_TEXT TO READ_.
## start

HOBOKEN, N.J. (CBSNewYork) -- A city divided, literally, over flood wall proposals.

Driving along Sinatra Drive it's easy to see why Hoboken residents love their view across the Hudson River to Manhattan, but you can also see how easily it floods.

"The $64,000 question about a flood wall across the edge of the city remains problematic because it would destroy what the city is all about in order to save it," David White told CBS2's Meg Baker.

White and other residents have come out against plans for flood walls in certain areas of the city and successfully won a battle against having a wall built down a block of Garden Street.

The Department of Environmental Protection has rerouted plans.

One option would span the waterfront from Weehawkin to Observer Highway with new flood walls up to 12-ft high.

"I'm against it totally against it, going to ruin the character of our town. I'm a life long resident. We spent a lot of time not being able to see the waterfront and now we can. It's our biggest asset," Larry Sciancalepore said.

Downtown residents remember all to well what happened during Superstorm Sandy, and want some protection put in place.

"You should have seen it. Guys had boats," Millie Rios said.

## end

_SET TASK_. Reproduce the Hoboken flood wall report from "White and other" up to and including "has rerouted plans.", substituting "revised" for "rerouted". The items stored here have no connection to the Hoboken flood wall report.

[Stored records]

## start

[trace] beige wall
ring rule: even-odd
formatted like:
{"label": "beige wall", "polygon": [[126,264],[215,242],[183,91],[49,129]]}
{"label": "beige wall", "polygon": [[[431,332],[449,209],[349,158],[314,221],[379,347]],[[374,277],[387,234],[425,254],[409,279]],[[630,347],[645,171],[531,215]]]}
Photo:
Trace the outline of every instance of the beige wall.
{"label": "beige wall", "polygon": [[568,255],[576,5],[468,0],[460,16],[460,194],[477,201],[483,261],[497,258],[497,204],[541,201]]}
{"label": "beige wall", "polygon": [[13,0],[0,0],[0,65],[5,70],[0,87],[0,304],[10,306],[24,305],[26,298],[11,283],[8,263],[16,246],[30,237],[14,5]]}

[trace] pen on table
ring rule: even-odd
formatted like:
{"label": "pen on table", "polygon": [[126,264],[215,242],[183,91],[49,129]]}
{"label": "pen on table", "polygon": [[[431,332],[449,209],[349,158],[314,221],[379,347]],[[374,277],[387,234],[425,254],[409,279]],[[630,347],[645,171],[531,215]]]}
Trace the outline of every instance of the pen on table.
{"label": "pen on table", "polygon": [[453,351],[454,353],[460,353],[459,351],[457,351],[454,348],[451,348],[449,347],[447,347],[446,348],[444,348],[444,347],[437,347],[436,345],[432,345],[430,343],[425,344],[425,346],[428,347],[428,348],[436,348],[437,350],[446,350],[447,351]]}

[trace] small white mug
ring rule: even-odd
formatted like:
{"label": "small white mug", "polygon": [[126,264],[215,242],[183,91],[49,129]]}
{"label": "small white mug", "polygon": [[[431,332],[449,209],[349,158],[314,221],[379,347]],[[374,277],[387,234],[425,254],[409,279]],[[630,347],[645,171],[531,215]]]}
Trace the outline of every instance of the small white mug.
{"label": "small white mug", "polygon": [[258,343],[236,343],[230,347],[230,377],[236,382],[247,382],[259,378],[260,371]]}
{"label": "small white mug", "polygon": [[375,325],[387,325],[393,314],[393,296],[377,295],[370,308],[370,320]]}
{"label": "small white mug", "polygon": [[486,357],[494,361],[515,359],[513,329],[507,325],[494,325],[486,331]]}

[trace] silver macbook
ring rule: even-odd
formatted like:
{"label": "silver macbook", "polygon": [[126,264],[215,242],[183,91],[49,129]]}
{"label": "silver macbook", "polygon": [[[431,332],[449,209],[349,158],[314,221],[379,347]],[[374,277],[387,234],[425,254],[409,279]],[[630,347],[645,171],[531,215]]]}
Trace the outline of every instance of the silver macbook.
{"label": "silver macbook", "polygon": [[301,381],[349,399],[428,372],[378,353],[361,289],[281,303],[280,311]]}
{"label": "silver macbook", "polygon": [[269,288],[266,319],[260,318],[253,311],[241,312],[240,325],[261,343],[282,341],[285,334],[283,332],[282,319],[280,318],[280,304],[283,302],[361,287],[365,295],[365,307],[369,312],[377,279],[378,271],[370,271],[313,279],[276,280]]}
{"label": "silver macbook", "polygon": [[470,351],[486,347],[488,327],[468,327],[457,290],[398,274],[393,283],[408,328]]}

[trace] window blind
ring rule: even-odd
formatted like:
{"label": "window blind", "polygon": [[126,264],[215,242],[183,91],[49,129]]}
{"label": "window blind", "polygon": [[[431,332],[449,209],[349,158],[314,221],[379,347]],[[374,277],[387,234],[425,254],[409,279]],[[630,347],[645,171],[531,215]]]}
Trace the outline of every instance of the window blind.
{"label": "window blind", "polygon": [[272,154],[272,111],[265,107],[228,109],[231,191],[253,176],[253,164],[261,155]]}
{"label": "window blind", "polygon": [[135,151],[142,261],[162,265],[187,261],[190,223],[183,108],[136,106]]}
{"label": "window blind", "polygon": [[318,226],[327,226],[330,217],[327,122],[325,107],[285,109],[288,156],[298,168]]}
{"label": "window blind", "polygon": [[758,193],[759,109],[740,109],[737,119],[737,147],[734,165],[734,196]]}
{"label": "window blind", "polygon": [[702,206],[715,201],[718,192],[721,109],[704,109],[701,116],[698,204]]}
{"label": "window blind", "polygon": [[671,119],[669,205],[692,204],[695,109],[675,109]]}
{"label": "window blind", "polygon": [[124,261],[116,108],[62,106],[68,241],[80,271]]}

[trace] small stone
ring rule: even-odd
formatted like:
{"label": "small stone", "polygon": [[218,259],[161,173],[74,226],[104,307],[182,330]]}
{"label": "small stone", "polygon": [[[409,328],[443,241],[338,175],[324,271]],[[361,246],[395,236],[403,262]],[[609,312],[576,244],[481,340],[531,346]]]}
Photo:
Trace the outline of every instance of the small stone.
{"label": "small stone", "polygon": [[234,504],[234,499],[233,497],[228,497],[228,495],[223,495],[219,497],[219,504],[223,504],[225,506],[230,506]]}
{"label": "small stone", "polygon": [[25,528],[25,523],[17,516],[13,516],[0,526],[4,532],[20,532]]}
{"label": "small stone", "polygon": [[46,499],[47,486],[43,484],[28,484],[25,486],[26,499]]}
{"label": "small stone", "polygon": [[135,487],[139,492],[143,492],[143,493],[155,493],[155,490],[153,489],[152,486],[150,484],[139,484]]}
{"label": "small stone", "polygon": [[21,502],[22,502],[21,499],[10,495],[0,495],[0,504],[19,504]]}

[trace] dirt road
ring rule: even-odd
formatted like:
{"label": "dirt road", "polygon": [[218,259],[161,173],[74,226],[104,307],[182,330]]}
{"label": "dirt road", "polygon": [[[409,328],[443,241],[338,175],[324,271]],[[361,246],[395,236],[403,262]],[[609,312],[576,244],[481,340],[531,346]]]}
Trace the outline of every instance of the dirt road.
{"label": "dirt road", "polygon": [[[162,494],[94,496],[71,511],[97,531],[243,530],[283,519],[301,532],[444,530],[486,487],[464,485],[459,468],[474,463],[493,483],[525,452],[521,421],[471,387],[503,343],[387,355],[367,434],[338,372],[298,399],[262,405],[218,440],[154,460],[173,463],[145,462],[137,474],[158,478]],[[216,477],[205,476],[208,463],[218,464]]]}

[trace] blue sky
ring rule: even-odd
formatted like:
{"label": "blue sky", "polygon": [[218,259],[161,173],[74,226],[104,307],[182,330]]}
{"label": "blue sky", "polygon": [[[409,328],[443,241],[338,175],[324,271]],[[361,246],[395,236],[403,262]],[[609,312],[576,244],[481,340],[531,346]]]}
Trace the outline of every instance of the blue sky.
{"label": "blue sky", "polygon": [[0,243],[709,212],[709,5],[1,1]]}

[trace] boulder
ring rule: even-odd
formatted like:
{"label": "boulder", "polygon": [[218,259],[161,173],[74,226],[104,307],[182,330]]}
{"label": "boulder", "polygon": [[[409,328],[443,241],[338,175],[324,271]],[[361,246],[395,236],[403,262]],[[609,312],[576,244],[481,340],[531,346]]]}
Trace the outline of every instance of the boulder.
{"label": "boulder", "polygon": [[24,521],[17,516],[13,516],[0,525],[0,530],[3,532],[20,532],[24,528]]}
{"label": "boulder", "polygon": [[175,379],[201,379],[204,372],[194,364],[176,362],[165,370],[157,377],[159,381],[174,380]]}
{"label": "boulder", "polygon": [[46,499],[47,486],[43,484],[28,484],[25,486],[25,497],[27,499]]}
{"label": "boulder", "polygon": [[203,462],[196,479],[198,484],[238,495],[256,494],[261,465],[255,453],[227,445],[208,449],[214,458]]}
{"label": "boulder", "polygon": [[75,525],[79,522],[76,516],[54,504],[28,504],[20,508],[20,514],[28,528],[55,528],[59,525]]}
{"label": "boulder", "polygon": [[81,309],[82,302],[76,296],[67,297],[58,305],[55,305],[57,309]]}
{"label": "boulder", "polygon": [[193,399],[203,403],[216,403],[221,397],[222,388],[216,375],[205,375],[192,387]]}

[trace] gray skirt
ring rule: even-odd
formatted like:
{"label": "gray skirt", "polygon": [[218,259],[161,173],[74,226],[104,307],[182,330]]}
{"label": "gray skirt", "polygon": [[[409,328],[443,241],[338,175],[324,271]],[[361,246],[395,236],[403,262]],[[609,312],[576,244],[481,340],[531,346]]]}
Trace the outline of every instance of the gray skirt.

## end

_RIGHT ANSWER_.
White and other residents have come out against plans for flood walls in certain areas of the city and successfully won a battle against having a wall built down a block of Garden Street.

The Department of Environmental Protection has revised plans.